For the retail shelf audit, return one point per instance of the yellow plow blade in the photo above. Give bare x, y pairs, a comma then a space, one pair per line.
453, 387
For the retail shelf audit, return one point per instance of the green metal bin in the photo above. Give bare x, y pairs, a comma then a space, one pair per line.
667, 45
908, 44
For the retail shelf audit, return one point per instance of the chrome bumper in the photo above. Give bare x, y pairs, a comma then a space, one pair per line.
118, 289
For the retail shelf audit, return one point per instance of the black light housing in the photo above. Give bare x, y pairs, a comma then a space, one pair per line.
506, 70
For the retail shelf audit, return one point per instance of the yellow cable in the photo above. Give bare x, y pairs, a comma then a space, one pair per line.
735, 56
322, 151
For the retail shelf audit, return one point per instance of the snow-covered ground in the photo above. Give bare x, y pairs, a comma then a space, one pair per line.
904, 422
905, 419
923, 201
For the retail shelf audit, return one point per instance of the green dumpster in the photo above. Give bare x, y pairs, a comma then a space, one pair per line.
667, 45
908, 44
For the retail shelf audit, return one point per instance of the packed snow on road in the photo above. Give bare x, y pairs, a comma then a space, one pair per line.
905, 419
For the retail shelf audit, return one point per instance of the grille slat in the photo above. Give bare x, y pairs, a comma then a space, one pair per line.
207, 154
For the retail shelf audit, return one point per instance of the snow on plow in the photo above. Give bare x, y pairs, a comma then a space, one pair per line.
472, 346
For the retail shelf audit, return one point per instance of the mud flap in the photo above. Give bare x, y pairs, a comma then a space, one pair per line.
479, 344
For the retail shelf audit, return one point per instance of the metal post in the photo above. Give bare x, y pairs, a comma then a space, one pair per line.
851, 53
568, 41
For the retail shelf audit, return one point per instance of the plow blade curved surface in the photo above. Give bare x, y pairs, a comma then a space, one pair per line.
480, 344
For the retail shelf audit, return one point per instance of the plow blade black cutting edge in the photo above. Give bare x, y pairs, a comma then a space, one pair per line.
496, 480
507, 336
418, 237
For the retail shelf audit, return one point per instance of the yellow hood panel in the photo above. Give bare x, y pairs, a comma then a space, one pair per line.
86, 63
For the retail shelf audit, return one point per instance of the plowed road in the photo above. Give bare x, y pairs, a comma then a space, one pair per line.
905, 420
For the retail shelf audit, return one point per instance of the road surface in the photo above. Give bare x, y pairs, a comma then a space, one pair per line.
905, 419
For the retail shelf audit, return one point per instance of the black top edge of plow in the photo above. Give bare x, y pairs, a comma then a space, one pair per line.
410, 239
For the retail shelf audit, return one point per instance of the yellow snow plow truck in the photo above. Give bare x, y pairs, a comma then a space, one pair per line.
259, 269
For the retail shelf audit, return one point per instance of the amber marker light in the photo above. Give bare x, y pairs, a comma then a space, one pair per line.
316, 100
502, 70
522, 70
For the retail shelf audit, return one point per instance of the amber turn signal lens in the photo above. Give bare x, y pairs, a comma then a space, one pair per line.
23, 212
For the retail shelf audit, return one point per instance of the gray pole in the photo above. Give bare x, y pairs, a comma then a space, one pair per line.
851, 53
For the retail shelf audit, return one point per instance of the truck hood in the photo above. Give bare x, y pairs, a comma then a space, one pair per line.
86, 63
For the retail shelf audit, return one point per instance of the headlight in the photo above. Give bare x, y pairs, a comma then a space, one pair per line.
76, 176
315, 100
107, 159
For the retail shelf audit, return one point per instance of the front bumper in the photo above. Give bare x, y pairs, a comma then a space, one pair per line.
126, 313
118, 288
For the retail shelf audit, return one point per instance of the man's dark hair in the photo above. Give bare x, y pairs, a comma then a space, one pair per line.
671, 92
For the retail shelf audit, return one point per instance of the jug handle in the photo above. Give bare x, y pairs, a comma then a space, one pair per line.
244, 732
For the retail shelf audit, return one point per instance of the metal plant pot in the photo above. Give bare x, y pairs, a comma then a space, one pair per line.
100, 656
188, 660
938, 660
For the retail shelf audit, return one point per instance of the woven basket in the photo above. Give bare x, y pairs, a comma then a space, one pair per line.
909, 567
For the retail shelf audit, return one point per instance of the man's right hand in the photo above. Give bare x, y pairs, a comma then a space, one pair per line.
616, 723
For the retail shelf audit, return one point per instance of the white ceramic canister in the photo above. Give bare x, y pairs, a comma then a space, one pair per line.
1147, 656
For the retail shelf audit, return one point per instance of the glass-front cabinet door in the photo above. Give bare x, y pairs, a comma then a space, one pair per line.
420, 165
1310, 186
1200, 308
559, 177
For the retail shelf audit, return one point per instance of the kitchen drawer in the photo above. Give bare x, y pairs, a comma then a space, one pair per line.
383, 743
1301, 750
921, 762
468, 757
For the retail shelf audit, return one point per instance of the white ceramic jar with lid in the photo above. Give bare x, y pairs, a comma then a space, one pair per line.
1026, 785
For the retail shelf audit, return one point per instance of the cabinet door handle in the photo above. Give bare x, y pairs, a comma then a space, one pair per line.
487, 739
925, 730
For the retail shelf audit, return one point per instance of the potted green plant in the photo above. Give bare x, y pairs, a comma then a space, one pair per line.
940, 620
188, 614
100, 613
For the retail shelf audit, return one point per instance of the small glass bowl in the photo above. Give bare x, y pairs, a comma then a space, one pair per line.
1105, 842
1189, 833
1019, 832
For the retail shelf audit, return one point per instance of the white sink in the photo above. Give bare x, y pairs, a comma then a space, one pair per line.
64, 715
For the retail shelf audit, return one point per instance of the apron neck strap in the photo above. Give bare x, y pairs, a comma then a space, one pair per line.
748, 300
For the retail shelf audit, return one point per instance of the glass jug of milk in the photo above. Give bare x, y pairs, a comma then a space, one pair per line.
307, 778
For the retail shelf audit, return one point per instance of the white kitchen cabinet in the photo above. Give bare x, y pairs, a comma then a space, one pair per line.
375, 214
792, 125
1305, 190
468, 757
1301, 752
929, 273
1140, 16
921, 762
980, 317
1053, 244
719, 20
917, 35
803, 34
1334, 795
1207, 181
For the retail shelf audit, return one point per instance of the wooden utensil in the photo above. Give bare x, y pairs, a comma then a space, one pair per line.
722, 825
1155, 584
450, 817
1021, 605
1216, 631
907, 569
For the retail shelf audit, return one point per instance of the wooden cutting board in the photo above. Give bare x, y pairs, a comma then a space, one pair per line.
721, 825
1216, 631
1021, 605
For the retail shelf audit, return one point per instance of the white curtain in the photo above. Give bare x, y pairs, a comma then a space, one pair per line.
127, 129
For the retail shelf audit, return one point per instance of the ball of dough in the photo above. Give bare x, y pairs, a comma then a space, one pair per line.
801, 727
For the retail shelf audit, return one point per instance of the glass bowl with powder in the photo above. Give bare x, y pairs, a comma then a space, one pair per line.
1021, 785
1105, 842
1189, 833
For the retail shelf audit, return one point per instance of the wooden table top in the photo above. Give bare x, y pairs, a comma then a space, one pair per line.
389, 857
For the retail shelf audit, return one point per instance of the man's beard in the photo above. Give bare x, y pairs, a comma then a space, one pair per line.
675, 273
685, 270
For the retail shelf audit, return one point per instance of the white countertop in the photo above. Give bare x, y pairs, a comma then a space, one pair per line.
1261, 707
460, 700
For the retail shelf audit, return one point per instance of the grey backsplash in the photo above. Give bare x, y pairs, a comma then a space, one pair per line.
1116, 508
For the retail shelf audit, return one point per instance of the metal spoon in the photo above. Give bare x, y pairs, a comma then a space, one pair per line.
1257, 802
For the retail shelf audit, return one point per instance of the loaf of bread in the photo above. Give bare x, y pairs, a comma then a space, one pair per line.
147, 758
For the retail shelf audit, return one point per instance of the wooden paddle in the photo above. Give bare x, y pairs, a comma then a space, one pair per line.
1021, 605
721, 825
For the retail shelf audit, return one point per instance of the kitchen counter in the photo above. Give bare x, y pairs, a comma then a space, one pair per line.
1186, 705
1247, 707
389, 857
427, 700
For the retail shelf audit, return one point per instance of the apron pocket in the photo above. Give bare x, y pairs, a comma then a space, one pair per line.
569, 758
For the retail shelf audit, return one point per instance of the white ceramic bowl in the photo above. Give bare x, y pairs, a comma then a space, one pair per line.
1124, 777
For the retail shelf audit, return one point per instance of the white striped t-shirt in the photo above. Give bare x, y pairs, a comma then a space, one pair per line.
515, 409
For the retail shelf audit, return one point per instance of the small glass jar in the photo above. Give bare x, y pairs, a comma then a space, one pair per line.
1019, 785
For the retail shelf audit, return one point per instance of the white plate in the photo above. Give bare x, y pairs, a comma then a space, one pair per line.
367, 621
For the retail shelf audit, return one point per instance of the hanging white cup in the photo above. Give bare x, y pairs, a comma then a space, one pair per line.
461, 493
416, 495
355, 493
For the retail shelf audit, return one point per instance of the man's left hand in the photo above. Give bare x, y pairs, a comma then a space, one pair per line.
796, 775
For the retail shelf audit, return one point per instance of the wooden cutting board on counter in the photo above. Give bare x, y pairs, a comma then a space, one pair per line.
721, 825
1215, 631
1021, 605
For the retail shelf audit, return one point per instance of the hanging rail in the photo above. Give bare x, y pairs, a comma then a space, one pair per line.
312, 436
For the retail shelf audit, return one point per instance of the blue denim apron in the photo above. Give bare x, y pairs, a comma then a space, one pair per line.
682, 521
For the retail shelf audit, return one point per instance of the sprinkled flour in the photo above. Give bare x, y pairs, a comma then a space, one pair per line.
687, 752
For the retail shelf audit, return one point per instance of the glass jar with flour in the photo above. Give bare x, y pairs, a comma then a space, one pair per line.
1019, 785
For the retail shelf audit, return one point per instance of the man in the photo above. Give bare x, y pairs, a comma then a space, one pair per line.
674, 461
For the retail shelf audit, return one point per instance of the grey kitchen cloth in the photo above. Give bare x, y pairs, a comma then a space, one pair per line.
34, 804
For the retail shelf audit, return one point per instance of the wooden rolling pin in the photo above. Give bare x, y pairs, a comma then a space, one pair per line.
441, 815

[WRITTEN REQUEST]: What needs duplicating is the run of lines from the one containing "of the sprinkled" through the last line of the entries above, exact and complete.

[EXERCISE RESULT]:
For the retail shelf audit, return one point per instance of the sprinkled flour in the photo above. Give bare x, y pairs, a comma then a space, one pair per line.
687, 752
For the retail shelf audit, return one point per instance of the glass jar with flour in the photo above. Give bare x, y pairs, a comma then a space, one pair per line.
1019, 785
For the retail shelf audit, return one point per instance of the man in the photo above. Give bare x, y pairs, a comma then a space, one pair per line.
674, 461
For the retail shelf audit, return one point per instance of the grey kitchen cloth in the photo above. Give bare x, y pairs, a comma then a space, one pair per line.
34, 804
For the retail shelf audit, return one point per instance of the wooden rolling pin in the photo above. Give bare x, y pairs, a comma then a space, one pair per line.
441, 815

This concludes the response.